What is needed :: Copy out every line of the listing below that contains the string "blurred".

Data lines ::
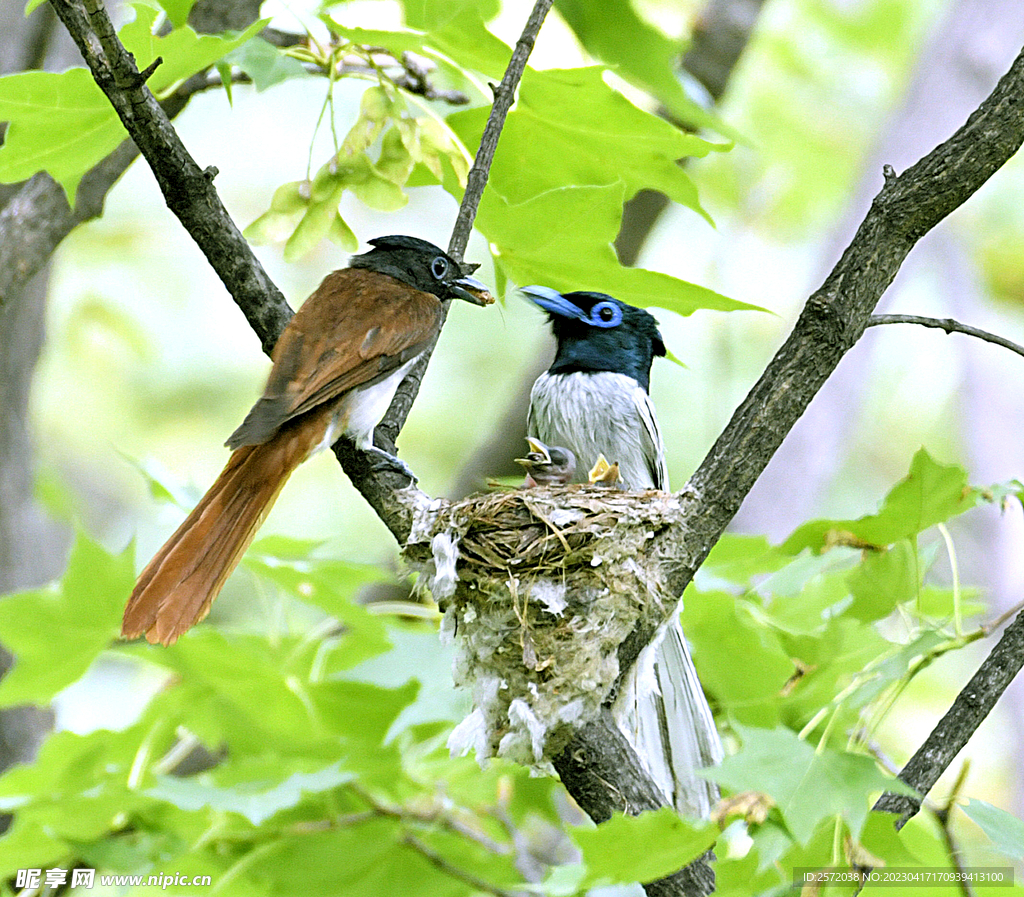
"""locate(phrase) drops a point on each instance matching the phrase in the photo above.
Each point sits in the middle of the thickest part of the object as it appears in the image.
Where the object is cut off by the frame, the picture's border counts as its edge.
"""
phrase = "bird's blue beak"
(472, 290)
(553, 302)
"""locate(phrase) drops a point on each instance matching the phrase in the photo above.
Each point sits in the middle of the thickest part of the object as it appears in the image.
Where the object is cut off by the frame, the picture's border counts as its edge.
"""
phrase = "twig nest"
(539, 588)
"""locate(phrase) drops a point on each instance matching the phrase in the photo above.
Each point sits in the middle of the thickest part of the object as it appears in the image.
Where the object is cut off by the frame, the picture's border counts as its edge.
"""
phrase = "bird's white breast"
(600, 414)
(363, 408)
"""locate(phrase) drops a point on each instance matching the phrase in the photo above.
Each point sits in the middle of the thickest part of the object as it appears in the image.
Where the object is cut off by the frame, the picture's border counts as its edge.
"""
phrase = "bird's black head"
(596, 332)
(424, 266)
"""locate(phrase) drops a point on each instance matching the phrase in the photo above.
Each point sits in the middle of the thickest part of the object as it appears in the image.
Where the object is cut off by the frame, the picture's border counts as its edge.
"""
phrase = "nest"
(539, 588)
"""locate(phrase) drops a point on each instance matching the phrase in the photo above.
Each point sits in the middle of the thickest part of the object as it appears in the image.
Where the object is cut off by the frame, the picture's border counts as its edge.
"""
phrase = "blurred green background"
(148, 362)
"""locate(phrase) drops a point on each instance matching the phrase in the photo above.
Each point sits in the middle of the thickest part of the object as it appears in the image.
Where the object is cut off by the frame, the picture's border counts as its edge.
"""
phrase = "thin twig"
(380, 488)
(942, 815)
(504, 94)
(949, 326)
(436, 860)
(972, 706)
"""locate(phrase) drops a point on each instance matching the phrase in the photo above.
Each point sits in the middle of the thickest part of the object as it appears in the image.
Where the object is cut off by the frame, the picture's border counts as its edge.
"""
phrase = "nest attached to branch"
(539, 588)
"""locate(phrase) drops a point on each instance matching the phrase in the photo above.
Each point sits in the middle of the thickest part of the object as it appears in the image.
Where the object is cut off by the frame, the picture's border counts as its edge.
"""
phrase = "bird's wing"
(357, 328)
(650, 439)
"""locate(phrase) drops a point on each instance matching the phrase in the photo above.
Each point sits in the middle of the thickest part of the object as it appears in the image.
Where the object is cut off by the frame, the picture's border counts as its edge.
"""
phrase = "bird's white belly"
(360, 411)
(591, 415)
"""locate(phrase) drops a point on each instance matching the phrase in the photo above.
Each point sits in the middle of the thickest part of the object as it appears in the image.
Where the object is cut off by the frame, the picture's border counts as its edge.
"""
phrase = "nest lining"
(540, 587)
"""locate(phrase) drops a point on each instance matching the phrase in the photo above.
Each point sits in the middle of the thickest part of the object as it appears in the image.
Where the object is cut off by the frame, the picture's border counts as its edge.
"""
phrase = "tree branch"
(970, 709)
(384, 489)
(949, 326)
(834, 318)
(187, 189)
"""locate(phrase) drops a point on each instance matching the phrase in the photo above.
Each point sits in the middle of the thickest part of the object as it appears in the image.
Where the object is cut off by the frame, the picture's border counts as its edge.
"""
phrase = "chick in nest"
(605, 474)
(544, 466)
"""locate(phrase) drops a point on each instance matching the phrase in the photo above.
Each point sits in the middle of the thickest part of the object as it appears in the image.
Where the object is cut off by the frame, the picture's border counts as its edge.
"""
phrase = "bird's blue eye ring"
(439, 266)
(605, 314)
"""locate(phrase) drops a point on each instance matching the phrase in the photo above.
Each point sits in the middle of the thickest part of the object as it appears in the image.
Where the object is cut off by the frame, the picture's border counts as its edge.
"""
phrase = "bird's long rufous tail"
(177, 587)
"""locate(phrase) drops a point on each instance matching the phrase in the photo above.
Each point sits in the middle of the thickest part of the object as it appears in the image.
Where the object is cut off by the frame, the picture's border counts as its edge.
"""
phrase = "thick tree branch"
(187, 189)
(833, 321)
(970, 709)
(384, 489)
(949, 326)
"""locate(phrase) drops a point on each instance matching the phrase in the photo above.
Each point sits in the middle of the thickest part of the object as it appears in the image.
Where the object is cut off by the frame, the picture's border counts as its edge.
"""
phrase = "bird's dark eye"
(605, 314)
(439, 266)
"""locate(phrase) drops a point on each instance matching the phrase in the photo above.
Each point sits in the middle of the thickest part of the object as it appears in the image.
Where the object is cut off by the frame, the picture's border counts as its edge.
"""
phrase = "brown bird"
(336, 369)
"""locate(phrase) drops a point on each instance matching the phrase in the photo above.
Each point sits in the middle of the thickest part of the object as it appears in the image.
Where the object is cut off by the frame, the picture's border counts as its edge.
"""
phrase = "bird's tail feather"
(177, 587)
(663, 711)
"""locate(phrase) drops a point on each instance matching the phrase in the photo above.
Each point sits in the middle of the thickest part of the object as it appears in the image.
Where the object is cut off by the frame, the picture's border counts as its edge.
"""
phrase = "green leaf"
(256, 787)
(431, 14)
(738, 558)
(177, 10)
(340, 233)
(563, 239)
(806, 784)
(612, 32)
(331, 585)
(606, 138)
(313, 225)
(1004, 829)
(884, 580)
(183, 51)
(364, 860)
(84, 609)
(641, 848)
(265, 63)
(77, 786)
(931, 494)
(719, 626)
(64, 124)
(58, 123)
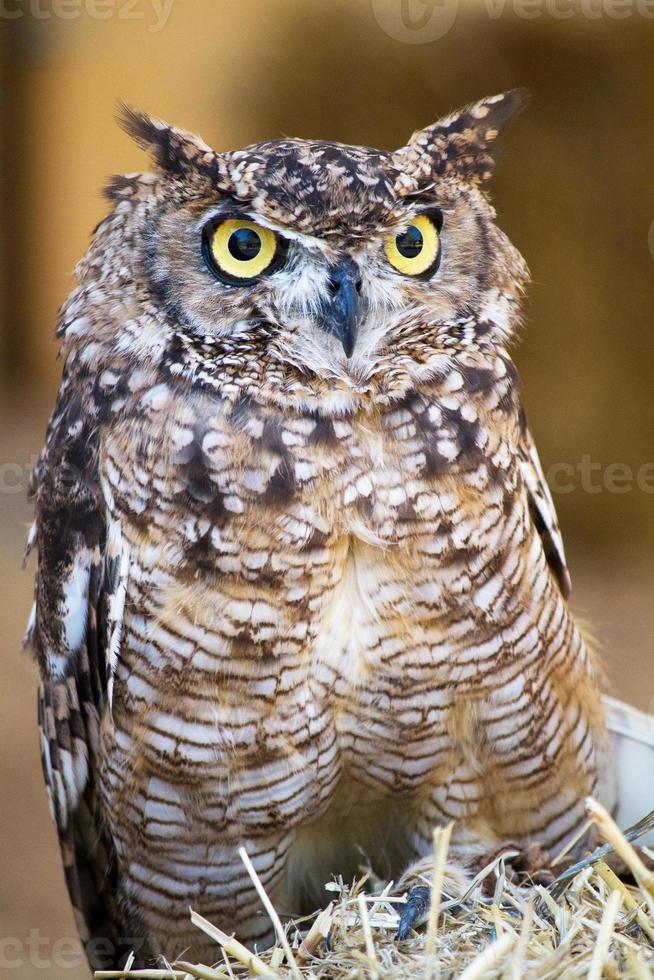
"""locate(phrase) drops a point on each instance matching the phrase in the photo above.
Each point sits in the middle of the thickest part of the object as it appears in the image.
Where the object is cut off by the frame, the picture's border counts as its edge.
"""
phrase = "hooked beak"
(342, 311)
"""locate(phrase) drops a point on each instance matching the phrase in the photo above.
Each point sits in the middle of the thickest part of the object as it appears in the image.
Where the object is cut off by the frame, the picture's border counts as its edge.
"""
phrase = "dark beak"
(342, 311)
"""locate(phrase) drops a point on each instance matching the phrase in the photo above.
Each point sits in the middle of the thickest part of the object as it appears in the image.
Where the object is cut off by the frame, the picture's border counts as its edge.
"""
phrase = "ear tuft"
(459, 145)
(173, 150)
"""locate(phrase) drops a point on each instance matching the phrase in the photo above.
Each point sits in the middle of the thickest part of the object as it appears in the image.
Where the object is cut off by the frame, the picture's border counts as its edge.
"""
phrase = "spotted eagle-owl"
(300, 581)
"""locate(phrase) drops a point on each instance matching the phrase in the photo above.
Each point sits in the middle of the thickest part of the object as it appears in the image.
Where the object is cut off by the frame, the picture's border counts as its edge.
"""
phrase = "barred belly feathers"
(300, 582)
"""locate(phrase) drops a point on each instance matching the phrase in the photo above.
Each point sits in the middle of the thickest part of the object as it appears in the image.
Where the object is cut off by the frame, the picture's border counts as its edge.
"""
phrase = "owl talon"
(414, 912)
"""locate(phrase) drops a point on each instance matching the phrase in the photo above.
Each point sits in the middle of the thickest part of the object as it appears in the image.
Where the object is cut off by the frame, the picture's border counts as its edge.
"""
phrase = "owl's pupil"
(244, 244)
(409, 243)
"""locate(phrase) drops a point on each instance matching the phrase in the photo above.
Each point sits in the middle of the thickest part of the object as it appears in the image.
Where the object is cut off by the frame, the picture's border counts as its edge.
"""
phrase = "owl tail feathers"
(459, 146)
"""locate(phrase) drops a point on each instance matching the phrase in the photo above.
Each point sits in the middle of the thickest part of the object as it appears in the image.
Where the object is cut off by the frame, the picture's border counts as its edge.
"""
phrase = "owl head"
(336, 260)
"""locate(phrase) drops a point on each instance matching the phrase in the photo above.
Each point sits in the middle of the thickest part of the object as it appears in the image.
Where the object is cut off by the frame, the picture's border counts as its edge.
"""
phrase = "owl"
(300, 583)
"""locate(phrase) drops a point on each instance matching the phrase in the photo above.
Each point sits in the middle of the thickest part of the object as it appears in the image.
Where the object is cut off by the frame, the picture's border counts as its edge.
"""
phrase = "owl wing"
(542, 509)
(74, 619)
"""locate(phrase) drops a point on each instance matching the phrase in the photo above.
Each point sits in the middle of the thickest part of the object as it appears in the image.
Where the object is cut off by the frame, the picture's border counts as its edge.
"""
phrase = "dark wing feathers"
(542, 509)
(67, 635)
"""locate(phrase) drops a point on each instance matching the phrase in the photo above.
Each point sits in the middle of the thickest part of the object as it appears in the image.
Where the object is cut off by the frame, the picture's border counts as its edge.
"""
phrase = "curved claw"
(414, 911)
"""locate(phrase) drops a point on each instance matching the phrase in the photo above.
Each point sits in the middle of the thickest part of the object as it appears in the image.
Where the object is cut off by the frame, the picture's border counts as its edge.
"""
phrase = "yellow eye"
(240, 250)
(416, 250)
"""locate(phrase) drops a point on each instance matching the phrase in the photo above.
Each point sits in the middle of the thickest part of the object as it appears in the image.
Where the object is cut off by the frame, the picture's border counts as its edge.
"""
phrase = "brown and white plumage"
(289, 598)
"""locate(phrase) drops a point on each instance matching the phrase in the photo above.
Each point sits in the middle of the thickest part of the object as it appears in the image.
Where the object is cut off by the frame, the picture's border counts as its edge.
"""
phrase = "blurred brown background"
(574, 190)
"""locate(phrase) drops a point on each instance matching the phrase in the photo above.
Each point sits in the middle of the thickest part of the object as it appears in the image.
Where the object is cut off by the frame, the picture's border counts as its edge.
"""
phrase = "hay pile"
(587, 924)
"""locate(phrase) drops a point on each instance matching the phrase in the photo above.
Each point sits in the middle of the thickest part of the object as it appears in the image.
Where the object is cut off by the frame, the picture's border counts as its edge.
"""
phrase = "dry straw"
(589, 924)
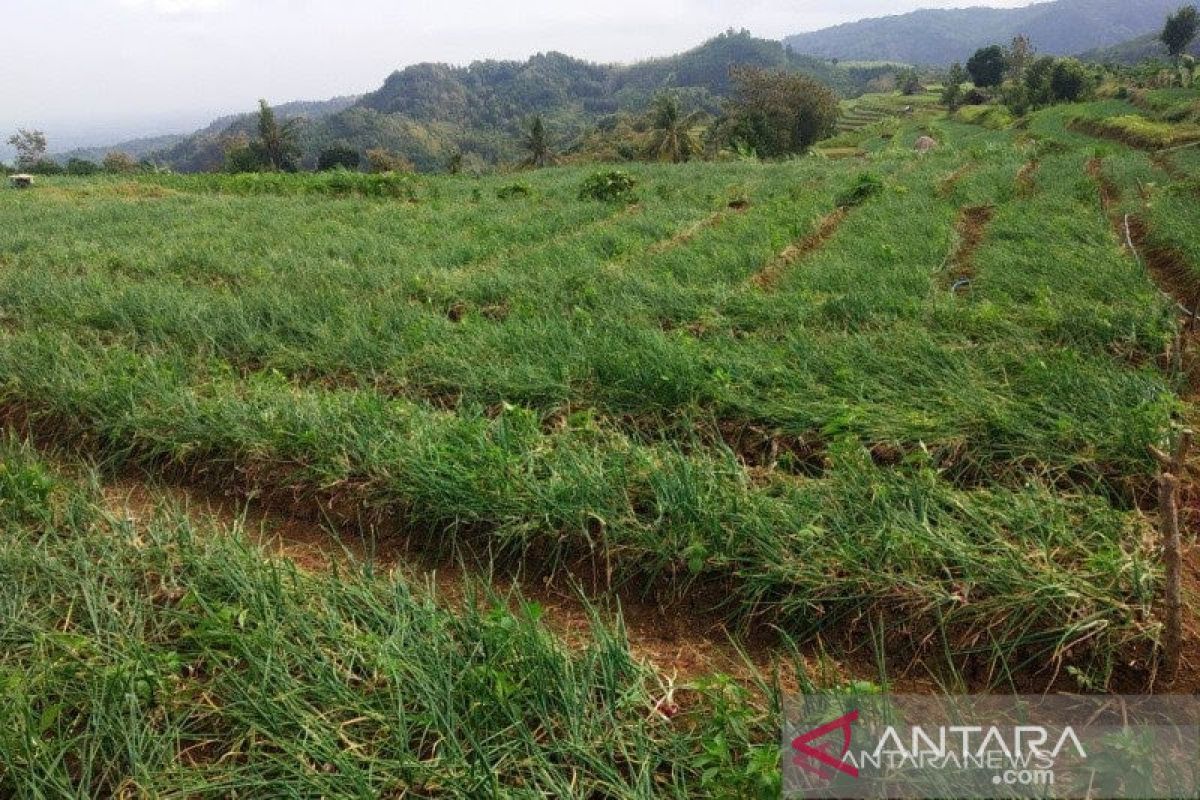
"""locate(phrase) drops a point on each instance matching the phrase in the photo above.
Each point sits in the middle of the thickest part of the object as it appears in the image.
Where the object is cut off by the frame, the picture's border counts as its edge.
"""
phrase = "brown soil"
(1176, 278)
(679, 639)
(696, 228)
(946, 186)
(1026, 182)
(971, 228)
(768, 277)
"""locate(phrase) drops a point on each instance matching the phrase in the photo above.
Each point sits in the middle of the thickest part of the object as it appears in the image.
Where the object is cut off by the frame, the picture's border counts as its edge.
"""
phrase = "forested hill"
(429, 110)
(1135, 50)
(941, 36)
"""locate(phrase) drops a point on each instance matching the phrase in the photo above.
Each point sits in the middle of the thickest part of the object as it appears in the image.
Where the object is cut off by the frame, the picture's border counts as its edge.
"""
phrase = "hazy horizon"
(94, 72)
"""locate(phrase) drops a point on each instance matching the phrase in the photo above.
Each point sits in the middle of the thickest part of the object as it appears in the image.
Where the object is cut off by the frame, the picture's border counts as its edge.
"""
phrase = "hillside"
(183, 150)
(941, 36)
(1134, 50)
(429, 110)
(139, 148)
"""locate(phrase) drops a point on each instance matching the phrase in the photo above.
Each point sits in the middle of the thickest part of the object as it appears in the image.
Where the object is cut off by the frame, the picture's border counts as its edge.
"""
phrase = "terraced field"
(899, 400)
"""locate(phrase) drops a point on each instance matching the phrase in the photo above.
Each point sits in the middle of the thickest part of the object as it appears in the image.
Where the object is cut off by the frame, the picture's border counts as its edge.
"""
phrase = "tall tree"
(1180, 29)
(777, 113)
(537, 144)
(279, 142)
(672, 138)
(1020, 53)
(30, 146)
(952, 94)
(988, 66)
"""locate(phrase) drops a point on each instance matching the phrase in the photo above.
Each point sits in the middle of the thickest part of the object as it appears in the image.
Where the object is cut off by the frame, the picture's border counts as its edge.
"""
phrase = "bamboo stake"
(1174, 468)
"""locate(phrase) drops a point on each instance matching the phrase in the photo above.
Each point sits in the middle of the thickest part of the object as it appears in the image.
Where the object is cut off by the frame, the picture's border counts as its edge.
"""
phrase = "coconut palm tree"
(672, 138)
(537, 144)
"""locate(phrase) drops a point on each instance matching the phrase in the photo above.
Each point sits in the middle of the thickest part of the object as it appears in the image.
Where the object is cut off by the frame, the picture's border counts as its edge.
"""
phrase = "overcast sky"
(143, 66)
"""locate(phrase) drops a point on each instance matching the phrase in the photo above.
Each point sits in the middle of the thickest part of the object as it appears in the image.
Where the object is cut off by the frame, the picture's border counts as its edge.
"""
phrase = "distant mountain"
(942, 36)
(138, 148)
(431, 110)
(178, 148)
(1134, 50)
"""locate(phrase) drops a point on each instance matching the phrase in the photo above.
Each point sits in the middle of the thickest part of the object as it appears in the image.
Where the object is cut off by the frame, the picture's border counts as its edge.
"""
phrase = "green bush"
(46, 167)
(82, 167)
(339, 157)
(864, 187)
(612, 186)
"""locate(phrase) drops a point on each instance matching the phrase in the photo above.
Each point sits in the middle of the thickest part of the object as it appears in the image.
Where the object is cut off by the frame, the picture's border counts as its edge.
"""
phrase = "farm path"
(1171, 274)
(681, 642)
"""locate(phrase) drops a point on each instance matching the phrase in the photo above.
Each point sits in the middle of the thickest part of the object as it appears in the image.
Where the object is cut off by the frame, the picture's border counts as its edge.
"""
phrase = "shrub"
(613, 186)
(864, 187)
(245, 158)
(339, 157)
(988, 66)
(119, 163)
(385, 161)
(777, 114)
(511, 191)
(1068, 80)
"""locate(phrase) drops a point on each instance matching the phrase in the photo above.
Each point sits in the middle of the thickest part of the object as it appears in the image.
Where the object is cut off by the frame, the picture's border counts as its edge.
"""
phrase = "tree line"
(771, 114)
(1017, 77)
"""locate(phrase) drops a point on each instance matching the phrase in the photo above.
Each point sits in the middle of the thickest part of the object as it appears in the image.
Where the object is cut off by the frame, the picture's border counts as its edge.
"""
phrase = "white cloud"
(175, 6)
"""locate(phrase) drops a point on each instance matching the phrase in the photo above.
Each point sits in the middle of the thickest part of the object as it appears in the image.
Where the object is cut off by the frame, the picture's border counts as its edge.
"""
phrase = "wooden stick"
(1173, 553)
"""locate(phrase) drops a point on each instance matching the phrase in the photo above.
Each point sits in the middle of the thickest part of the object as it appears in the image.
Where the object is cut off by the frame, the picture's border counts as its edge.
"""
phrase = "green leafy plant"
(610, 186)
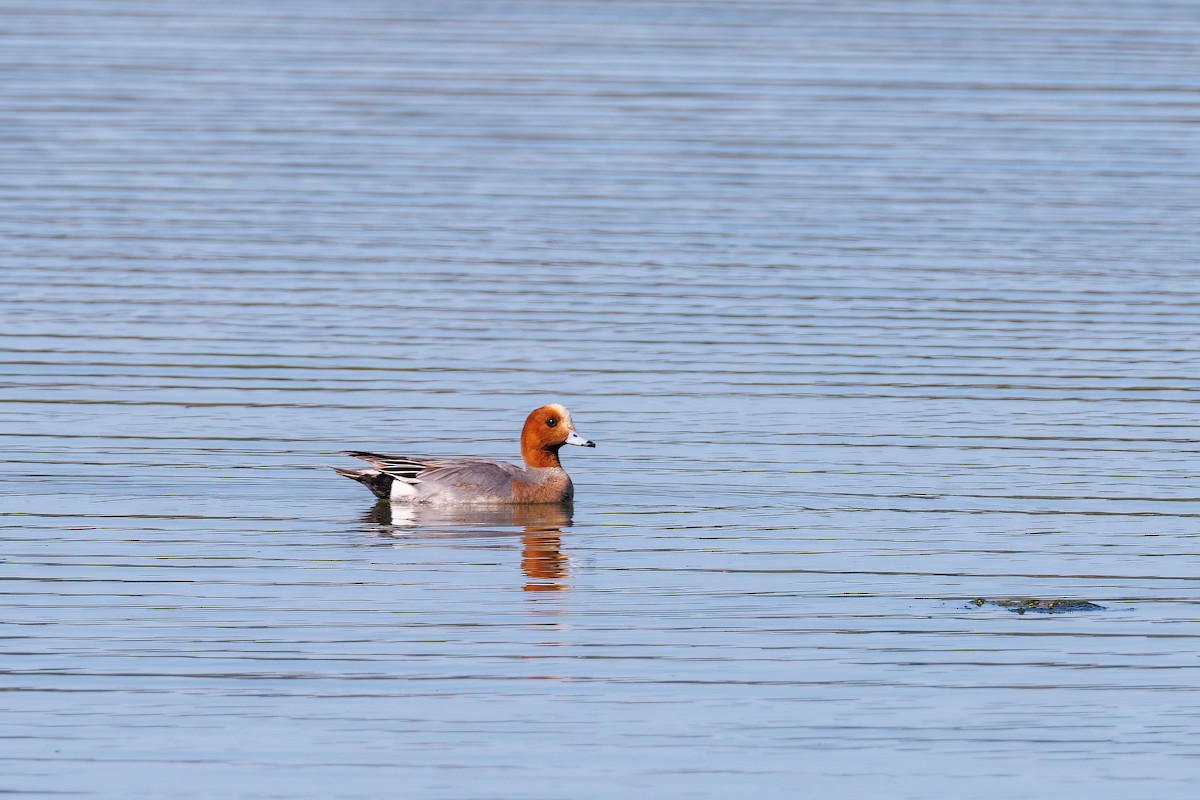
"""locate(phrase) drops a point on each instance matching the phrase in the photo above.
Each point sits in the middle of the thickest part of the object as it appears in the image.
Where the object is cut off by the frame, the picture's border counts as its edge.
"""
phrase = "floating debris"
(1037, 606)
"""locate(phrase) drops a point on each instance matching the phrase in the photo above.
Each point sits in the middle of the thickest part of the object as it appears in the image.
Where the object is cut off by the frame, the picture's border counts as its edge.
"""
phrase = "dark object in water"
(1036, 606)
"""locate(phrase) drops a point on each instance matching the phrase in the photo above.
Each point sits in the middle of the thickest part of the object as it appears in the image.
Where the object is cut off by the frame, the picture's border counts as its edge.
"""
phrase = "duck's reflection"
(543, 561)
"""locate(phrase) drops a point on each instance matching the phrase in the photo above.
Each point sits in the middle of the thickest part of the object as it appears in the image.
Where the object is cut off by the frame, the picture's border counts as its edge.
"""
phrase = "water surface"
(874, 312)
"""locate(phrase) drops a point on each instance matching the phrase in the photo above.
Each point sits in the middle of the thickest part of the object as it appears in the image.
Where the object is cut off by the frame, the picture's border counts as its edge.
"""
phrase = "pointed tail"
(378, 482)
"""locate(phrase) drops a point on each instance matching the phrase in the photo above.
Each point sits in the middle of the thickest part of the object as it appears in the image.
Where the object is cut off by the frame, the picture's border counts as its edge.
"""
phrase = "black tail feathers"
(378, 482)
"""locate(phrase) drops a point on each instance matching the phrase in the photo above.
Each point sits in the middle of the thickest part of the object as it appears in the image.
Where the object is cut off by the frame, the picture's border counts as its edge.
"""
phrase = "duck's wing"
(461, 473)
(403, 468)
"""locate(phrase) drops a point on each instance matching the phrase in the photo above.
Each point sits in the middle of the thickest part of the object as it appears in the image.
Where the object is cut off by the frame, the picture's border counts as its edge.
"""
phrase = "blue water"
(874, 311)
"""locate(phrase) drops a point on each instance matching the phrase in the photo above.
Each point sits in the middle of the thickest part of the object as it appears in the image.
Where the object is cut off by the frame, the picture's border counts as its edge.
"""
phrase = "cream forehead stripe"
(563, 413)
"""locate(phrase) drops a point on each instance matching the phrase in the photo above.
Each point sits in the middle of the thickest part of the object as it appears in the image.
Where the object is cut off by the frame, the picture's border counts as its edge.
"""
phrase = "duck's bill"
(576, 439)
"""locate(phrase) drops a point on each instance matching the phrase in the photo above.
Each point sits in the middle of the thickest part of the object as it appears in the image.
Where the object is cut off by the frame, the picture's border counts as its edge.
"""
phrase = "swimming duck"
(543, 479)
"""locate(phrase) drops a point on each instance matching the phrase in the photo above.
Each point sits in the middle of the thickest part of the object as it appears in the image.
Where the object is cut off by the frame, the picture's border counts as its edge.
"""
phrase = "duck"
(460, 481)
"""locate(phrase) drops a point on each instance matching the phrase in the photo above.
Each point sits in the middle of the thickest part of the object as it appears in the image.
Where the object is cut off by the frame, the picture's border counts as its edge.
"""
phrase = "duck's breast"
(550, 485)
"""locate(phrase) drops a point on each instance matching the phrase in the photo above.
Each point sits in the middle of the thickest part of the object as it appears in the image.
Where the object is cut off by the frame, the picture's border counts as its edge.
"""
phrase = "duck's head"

Reply ::
phrase = "blurred green background"
phrase = "blurred brown background"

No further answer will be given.